Could you please write out the data shown below, exactly and in full?
══ Given information
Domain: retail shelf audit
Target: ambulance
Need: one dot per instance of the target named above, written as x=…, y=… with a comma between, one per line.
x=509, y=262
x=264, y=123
════
Answer to this task |
Domain: retail shelf audit
Target: ambulance
Need: one dot per instance of the target named above, written as x=…, y=… with a comma between, one per line.
x=509, y=262
x=264, y=123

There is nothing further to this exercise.